▶ **READING TEXT**

This story is part of, our podcast featuring interviews with actors, artists, celebrities and creative types about their work, career and current obsessions.
Fans of the award-winning Showtime series Shameless know Cameron Monaghan. When he was just 15, he started playing Ian Gallagher, the gay teenage son in the long-running comedy/drama series about a poor and dysfunctional family living on the South Side of Chicago.
It was a show that helped change the way people viewed poor families struggling to survive, says the 29-year-old actor. It was also an opportunity for him to learn from a talented ensemble cast, led by William H. Macy and Emmy Rossum, and to appreciate the value of working on a project with characters who were "well rounded and interesting human beings."
"My character at the start of the story, is gay, living in the ghetto, and he wants to be a soldier. And yet the preoccupation with the character was not simply that he was gay," Monaghan says in an interview for CNET's I'm So Obsessed podcast series. "He was flawed, he was able to make mistakes, we were able to understand him."
"Not only was the show respectful in how it portrayed people from this background, but also it was funny, audacious and ambitious," he adds. "I do think it changed how some of the stuff was portrayed in American media."
It was an appreciation for well-conceived characters that drew him to Paradise Highway, a crime thriller being released July 29 in theaters and on Apple TV that tackles the problem of sex trafficking in the US. Variety calls it "a shrewdly constructed melodrama that does not transcend cliches and conventions so much as show how useful and effective they can be in the right hands."

▶ **EXERCISE GOAL**
Pick up the text about Cameron Monaghan's career after its last sentence and continue it. The data after the text can be left aside.

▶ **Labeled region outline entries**
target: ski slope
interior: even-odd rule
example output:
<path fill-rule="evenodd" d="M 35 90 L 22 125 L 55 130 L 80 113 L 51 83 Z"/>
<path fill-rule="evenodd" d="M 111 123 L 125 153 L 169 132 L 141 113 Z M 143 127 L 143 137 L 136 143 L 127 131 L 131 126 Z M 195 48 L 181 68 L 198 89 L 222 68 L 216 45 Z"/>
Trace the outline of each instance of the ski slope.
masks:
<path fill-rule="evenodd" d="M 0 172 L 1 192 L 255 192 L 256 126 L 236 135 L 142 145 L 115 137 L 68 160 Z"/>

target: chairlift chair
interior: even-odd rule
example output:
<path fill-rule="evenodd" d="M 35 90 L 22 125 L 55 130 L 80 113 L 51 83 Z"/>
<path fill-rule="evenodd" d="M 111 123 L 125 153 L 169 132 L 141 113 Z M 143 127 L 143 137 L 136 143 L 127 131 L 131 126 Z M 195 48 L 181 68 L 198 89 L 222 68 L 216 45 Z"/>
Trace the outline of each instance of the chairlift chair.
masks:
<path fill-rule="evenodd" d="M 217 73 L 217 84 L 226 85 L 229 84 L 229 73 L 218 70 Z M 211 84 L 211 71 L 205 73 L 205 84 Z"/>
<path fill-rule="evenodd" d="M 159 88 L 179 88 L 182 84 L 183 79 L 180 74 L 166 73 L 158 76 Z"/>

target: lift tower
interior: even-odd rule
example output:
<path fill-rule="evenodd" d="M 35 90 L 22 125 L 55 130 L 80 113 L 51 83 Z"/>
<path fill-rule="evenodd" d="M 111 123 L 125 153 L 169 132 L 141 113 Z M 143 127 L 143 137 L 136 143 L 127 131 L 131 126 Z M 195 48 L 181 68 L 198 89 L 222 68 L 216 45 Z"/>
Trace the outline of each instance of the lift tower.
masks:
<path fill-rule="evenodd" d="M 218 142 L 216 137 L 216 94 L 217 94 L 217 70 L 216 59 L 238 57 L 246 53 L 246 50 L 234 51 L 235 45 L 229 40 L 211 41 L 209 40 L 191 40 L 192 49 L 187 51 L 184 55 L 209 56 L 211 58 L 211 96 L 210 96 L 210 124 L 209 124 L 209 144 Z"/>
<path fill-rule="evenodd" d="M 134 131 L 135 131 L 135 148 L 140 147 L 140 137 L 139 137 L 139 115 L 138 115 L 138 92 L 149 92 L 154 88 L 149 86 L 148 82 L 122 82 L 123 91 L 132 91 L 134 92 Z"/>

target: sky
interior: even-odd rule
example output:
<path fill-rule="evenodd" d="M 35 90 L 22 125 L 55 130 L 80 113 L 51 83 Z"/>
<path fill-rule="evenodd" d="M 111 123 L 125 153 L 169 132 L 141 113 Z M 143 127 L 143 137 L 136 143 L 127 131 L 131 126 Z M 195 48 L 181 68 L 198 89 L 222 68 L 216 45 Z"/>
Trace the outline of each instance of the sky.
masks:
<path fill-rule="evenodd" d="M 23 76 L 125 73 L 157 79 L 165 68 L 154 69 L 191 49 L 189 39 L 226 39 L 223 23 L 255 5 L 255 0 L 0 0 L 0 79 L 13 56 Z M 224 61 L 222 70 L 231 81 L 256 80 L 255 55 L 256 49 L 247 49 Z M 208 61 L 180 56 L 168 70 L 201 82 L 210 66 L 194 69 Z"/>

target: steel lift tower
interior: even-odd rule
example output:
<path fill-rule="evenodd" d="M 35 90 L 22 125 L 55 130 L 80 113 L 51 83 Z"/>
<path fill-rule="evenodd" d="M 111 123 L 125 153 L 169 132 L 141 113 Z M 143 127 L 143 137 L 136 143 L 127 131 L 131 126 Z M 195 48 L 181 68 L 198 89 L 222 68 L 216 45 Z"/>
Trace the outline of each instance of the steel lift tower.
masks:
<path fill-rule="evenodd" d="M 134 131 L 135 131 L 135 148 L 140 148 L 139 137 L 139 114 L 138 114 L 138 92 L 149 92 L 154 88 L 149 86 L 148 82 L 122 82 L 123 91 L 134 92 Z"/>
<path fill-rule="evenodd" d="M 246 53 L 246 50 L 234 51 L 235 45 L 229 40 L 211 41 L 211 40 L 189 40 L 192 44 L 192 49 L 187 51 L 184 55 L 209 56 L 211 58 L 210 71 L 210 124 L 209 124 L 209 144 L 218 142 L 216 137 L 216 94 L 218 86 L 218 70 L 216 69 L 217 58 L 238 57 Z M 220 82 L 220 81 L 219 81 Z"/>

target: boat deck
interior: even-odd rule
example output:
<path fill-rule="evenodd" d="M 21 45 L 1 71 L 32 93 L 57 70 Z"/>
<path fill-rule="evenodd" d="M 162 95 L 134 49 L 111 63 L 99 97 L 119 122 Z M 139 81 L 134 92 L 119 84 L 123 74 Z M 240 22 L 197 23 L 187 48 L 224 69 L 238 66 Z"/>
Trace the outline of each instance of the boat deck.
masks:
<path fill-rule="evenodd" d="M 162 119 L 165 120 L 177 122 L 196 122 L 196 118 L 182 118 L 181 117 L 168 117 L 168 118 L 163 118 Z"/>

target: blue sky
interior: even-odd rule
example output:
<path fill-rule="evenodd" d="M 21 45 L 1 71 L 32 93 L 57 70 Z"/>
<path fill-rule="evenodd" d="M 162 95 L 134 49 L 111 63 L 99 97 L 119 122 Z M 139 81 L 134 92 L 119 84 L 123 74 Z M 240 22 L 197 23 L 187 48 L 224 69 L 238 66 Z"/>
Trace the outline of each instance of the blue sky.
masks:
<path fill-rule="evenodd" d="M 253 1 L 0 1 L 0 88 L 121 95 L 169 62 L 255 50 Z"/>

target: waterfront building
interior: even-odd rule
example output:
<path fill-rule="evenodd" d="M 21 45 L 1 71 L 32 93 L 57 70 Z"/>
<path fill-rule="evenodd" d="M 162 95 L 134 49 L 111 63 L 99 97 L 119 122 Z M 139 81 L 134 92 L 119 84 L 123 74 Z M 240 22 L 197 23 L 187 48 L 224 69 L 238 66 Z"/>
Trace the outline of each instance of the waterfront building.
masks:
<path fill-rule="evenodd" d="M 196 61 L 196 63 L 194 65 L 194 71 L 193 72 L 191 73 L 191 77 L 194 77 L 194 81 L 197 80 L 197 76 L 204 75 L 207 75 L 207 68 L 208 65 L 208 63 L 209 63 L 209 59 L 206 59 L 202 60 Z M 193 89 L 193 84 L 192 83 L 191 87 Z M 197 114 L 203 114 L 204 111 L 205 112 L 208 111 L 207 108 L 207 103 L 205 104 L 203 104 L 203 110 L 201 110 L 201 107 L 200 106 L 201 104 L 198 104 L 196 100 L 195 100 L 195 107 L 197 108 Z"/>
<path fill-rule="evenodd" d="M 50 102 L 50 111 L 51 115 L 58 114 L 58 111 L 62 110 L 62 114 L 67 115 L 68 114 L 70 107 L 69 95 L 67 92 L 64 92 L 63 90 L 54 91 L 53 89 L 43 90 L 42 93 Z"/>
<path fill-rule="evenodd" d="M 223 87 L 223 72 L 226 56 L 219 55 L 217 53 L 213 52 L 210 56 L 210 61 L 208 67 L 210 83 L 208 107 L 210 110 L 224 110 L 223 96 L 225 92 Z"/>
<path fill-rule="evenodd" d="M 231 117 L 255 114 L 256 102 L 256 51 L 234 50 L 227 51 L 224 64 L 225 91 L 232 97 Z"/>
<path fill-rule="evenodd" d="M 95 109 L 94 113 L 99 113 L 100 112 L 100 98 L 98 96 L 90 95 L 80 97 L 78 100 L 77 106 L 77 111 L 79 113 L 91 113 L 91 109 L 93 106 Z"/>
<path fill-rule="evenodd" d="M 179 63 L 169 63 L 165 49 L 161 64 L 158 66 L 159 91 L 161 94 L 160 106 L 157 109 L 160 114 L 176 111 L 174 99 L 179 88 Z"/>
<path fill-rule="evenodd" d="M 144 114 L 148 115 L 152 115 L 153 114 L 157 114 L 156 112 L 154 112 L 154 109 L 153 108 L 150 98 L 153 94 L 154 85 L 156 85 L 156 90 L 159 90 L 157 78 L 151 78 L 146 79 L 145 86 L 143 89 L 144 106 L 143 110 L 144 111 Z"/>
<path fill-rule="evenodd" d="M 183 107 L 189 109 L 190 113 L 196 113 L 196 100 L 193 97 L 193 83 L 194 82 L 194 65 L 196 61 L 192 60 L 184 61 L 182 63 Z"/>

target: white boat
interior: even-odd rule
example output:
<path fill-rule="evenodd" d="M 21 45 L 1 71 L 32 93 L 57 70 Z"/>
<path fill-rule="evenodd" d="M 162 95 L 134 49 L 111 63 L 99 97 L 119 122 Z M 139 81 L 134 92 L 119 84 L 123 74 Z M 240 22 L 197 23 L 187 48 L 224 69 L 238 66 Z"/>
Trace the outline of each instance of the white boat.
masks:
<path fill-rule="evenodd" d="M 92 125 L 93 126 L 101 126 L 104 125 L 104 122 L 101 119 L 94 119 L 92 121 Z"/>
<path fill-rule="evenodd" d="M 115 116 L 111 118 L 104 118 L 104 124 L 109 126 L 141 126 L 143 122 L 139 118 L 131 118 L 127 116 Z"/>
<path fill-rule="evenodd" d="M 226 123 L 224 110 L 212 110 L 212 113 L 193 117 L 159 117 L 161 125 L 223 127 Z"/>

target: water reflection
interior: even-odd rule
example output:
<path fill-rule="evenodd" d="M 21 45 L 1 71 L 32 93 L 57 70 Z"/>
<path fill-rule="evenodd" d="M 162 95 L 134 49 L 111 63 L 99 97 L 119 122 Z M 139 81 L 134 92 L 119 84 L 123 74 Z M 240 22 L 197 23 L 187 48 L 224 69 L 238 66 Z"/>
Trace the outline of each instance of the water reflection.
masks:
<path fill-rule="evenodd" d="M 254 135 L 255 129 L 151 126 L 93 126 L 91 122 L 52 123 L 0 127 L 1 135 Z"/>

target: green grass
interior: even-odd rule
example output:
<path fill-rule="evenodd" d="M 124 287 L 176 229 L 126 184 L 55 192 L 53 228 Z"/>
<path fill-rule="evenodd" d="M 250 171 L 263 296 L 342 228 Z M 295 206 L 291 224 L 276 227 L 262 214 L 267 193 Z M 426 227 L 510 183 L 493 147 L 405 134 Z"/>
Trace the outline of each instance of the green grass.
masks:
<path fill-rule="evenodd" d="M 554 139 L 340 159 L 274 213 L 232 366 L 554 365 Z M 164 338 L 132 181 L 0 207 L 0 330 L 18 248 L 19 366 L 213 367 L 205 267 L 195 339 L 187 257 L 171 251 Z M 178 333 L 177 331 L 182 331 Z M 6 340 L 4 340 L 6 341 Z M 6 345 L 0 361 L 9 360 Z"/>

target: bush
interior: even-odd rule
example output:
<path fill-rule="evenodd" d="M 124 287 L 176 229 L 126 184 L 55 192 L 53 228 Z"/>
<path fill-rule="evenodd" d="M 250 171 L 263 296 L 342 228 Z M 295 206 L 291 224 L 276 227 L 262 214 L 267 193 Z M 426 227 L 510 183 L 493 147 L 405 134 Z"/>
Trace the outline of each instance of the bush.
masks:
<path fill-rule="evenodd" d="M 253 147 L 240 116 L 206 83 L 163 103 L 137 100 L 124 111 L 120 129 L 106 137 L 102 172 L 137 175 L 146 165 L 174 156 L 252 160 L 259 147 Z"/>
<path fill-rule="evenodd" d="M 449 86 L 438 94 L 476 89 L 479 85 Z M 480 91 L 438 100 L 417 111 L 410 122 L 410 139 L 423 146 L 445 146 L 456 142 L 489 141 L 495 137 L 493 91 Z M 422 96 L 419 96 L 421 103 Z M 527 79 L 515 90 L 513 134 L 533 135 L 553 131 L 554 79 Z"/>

▶ **OUTPUT FOR THIS TASK**
Juliette Binoche stars as a world-weary, foul-mouthed truck driver who unwittingly gets caught up in a sex slavery ring when she discovers the cargo she needs to transport to protect her jailed brother is a young girl. Morgan Freeman is the seasoned FBI agent searching for the girl, while Monaghan plays his partner, a by-the-book special agent who learns about real-life crime in his first foray into the field.
"When you say words like human trafficking, or sexual slavery, I think it's very easy for your brain to shut off because it's so bleak. It's so uncomfortable and it's so horrible. How do you even process such a thing?" Monaghan says.
"But what I liked about the script was for as dark as the subject matter was, it wasn't preoccupied and just sitting in this misery. It was finding elements of these characters and exploring them from a human perspective," he adds. "These characters get put into very difficult circumstances and it asks the questions of what they're going to do within those circumstances."
I spoke with Monaghan about his already extensive career, which includes roles in 40 TV shows and films. That includes a turn on the Batman-centered TV drama Gotham, in which he plays twin brothers who provide a possible origin story for the Joker. "I grew up as an avid comic book reader, and I was specifically a huge fan of Batman. I do think that there's no greater villain than the Joker."
I ask if it's more fun to play a supervillain or a superhero? "You know, I still haven't been a superhero," he said with a smile and laugh.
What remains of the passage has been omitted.